**WRITTEN REQUEST:** Rename "t-shirt sleeve" to "shirt sleeve" in the rows that begin at the line containing "Every instance of the t-shirt" and end after the line containing "21), (0, 20)]", then write out only those lines with nothing else changed.

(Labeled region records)
* START *
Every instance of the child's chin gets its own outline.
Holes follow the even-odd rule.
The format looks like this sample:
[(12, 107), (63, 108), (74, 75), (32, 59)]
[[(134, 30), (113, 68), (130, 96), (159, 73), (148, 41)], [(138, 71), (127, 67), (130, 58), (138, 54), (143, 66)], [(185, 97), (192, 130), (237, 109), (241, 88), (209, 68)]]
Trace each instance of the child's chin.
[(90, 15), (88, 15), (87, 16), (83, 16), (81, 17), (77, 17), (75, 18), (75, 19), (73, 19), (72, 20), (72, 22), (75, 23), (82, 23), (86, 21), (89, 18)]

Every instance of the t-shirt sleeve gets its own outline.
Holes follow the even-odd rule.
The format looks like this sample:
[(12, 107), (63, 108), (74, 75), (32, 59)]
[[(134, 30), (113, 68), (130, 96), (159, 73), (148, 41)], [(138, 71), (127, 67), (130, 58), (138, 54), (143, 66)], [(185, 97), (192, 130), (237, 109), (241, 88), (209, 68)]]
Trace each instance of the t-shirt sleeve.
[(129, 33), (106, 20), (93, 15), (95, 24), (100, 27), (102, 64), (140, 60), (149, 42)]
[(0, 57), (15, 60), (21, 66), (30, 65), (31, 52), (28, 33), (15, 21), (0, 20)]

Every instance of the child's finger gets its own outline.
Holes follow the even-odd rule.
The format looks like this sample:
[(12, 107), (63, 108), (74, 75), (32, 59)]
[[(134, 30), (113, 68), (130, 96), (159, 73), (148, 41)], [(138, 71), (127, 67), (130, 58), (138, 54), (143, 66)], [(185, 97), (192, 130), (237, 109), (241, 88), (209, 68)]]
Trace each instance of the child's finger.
* END *
* START *
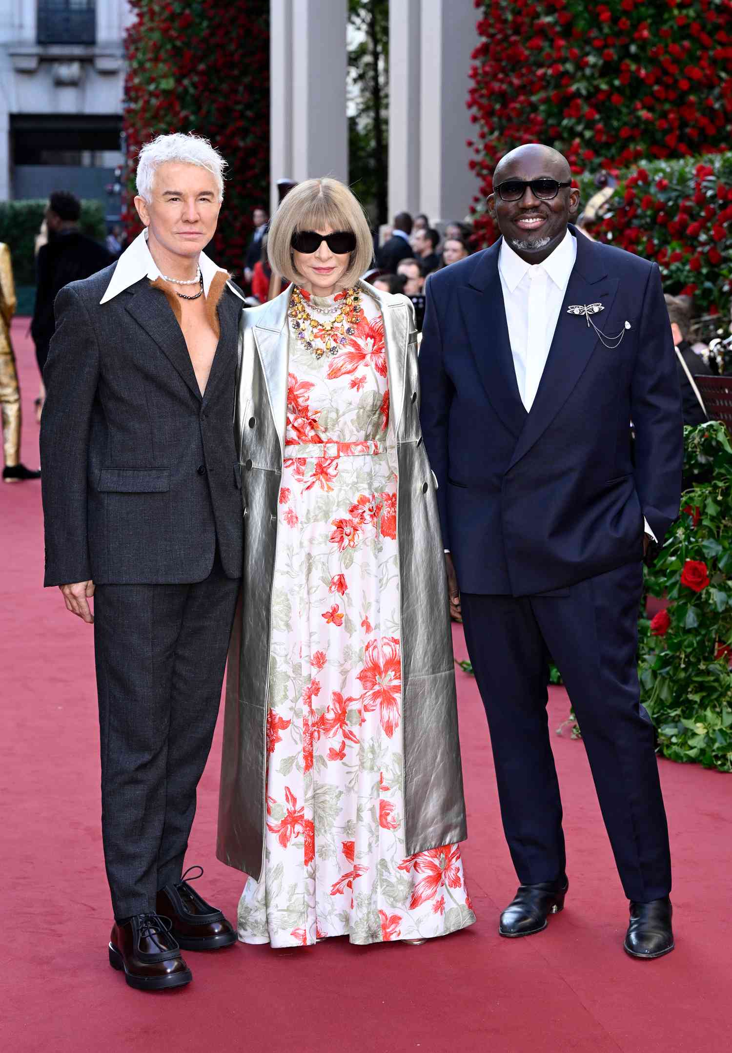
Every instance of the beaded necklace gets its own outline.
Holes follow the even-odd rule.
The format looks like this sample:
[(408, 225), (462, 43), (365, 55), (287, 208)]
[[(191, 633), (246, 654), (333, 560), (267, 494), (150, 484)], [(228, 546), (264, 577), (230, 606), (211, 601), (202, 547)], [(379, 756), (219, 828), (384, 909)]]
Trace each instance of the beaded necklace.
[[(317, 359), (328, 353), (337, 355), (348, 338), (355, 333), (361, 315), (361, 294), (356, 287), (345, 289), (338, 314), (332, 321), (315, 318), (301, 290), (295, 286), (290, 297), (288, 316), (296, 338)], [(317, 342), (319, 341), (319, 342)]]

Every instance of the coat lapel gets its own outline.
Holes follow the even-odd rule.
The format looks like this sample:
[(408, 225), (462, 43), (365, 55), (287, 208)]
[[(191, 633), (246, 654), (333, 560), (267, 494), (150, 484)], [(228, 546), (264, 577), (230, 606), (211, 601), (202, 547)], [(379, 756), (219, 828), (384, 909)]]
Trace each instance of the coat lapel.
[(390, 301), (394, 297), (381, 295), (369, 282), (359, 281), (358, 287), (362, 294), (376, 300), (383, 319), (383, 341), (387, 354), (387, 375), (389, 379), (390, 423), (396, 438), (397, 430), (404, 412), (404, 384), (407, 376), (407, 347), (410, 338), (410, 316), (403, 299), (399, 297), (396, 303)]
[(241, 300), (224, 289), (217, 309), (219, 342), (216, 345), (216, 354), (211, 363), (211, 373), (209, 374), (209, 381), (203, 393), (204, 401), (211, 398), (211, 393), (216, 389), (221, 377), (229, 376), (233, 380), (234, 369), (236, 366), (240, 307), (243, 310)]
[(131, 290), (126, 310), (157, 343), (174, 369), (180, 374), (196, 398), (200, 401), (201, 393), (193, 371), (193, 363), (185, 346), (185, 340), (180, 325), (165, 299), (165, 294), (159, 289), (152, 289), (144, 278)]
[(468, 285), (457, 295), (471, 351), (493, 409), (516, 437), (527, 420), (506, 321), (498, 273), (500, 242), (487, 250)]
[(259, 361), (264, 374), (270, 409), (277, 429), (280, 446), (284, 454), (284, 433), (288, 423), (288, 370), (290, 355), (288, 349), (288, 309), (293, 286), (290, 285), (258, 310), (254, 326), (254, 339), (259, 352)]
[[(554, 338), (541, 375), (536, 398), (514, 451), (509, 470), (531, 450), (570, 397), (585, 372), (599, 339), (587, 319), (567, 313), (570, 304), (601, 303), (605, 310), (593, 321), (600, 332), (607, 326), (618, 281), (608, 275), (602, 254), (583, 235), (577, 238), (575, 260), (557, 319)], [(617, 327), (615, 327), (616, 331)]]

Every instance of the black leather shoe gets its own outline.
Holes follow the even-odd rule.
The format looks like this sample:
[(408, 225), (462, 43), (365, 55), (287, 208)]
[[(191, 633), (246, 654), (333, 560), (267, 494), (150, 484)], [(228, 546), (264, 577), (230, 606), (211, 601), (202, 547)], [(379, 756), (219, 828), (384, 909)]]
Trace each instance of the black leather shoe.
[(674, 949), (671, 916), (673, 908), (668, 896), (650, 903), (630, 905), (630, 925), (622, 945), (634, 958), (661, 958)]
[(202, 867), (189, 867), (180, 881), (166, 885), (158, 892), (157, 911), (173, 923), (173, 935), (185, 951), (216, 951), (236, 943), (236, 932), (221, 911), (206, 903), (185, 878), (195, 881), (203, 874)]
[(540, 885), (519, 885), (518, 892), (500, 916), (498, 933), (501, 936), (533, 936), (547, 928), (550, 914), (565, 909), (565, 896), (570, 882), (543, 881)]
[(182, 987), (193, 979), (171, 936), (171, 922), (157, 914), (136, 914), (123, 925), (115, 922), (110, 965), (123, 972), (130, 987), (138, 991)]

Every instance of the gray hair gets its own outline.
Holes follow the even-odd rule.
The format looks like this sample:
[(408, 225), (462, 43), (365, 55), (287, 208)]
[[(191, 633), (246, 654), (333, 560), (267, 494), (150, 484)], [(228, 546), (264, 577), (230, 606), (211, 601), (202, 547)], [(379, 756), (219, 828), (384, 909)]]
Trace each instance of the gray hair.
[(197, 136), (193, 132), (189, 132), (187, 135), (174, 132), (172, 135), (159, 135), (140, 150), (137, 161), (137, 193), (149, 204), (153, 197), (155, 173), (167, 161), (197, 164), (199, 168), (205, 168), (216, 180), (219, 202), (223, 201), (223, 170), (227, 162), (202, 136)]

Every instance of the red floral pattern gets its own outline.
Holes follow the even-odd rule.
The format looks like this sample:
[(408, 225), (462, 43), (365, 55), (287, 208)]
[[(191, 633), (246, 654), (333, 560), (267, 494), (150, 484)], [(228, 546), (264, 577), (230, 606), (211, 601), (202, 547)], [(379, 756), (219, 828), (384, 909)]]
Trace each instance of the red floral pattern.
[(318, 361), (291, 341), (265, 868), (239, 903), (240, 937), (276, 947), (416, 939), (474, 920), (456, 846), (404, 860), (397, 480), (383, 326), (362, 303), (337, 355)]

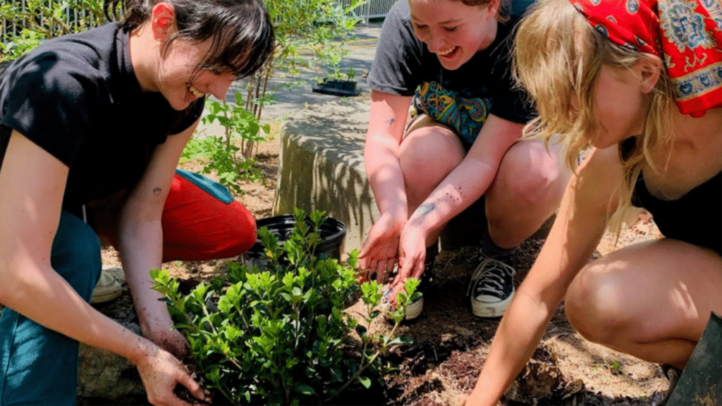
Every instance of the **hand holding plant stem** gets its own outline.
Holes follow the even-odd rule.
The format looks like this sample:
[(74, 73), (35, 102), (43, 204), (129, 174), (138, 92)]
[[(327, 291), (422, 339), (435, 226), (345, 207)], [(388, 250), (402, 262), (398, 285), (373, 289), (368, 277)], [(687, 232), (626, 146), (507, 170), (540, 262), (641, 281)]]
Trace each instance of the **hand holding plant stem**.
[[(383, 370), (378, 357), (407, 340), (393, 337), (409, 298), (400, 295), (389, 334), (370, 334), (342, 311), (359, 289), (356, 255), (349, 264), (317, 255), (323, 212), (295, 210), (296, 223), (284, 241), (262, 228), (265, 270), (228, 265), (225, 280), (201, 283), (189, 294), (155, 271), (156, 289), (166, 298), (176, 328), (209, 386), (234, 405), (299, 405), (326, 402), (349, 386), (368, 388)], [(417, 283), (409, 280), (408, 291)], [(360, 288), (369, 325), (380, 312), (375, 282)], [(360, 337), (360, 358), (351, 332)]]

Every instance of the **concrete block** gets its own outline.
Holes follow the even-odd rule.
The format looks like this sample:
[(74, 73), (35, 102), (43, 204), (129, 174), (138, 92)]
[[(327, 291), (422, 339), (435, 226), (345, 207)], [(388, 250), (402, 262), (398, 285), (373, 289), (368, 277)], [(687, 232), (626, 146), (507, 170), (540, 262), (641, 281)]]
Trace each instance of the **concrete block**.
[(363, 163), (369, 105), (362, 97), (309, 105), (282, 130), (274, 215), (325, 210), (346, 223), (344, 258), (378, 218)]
* END *
* START *
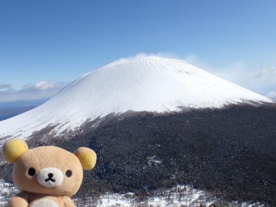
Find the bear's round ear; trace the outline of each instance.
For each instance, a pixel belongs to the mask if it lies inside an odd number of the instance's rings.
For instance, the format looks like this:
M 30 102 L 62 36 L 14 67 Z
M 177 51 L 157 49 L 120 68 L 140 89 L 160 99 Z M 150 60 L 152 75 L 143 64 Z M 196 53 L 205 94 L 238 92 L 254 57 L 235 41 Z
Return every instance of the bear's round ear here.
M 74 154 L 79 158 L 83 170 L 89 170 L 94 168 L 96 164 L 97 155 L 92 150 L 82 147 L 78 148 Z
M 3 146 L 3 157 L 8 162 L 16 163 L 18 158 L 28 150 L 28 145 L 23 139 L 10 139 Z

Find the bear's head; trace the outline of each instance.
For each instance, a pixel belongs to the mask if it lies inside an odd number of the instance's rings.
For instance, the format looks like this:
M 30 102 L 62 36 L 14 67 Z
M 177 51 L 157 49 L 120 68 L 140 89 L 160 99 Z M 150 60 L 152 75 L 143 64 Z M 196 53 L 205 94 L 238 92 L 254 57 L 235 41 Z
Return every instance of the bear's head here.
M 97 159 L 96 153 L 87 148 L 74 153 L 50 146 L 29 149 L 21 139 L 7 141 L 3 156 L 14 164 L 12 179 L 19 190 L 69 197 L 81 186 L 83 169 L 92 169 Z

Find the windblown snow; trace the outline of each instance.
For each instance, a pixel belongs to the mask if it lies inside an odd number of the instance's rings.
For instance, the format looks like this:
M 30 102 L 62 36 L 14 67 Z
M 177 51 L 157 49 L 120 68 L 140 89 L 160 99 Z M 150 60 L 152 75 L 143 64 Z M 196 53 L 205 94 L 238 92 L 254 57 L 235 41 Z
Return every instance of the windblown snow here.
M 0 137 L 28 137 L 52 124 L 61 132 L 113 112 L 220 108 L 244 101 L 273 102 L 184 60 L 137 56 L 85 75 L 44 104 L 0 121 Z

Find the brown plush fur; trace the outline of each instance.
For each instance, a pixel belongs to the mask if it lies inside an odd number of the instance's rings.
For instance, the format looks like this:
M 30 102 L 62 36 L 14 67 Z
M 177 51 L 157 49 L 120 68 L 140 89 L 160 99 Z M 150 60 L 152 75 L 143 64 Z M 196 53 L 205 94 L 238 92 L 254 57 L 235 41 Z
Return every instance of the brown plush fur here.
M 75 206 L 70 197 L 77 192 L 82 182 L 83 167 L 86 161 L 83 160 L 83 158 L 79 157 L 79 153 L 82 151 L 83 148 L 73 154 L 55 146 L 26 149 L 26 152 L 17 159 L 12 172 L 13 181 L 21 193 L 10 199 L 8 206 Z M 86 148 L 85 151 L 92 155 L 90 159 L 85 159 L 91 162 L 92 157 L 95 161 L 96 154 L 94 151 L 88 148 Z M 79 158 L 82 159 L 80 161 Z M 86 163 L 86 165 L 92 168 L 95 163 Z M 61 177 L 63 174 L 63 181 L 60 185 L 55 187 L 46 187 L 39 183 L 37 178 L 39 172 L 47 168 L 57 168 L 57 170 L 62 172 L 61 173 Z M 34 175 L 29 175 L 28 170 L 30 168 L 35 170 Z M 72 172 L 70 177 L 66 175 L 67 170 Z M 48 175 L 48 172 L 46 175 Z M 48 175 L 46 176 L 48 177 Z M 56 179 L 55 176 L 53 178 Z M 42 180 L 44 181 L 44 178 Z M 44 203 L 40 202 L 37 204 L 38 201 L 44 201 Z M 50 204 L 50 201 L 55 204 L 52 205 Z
* END *
**THE SOLUTION:**
Every instance of the shirt sleeve gets its own outline.
Holes follow the even-odd rule.
The format looks like this sample:
[(12, 107), (63, 108), (74, 75), (32, 59)]
[[(134, 30), (113, 68), (130, 96), (159, 73), (148, 41)], [(138, 71), (127, 67), (130, 58), (138, 54), (143, 66)], [(185, 97), (192, 130), (237, 109), (241, 88), (209, 68)]]
Trace each instance of the shirt sleeve.
[(129, 33), (106, 20), (93, 15), (95, 24), (100, 27), (102, 64), (140, 60), (149, 42)]
[(0, 57), (15, 60), (21, 66), (30, 65), (31, 52), (28, 33), (15, 21), (0, 20)]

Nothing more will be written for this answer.